Required work:
Copy out the lines of the data between the line containing "Goal: Detect the shadow on gravel" and the line containing "xmin=257 ymin=0 xmax=800 ymax=56", inclusive, without changing anything in them.

Source records:
○ ○ ○ ○

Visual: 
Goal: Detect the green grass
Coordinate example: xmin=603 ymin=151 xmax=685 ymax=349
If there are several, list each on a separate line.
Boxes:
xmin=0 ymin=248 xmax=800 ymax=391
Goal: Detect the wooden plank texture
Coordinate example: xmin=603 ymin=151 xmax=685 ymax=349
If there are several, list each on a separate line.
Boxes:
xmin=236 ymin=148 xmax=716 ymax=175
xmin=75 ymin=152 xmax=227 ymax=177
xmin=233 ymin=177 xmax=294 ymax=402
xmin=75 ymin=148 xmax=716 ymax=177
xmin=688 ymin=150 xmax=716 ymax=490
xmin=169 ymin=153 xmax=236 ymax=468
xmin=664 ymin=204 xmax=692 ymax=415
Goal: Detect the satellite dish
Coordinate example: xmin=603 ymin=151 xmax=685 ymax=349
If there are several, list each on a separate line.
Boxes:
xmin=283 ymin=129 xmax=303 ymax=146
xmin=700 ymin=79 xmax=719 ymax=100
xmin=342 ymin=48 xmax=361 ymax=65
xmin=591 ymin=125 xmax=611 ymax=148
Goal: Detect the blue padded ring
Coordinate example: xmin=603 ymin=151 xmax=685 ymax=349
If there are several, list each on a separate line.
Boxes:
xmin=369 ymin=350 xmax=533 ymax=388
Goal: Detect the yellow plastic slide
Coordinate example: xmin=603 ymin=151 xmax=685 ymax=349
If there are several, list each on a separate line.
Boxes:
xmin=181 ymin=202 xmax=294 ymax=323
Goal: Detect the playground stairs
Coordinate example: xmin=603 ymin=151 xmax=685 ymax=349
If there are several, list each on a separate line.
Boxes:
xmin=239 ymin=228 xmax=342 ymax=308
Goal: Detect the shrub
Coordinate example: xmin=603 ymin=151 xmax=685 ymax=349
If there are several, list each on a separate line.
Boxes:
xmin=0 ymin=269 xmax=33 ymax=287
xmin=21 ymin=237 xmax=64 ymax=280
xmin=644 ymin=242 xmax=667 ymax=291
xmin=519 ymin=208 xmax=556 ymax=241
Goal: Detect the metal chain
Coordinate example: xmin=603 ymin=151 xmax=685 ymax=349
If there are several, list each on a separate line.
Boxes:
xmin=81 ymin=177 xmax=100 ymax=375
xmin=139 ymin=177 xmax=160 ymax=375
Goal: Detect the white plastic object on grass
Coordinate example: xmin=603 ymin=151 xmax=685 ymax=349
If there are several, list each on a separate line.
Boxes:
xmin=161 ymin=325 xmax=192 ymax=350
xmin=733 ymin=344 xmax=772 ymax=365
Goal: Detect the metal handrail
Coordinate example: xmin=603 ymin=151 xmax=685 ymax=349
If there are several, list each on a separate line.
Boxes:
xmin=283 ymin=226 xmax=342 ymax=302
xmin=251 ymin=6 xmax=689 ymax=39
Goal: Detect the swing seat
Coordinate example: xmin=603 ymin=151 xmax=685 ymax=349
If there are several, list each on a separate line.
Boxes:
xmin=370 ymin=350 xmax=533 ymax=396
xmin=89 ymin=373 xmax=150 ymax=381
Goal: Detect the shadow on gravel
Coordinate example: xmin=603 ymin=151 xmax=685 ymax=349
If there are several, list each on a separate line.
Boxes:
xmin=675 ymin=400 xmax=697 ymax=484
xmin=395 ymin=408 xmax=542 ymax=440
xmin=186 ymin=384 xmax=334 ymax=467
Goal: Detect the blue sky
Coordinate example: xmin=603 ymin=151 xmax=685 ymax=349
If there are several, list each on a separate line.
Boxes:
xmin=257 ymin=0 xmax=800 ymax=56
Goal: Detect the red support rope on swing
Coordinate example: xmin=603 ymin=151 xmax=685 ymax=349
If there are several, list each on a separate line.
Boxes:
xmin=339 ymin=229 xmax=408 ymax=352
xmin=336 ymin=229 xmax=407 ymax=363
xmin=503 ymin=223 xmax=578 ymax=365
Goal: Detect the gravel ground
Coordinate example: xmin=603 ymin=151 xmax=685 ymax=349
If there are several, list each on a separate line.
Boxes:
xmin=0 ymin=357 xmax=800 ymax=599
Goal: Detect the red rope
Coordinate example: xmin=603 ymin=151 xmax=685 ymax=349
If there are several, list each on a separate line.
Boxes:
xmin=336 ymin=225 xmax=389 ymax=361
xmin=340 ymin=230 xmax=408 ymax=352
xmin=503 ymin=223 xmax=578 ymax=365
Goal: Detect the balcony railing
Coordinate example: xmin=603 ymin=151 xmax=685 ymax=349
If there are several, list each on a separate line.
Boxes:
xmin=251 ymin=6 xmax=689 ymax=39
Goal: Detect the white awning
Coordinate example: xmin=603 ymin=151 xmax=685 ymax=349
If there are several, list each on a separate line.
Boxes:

○ ○ ○ ○

Reply:
Goal: Detect the shadow on gravel
Coordinate example: xmin=603 ymin=151 xmax=685 ymax=349
If there are several, list each on a separate line.
Boxes:
xmin=675 ymin=400 xmax=697 ymax=484
xmin=395 ymin=408 xmax=542 ymax=440
xmin=186 ymin=384 xmax=334 ymax=467
Goal: Detect the blue sky
Coordinate example: xmin=603 ymin=151 xmax=685 ymax=349
If there are several, list each on a separate line.
Boxes:
xmin=257 ymin=0 xmax=800 ymax=56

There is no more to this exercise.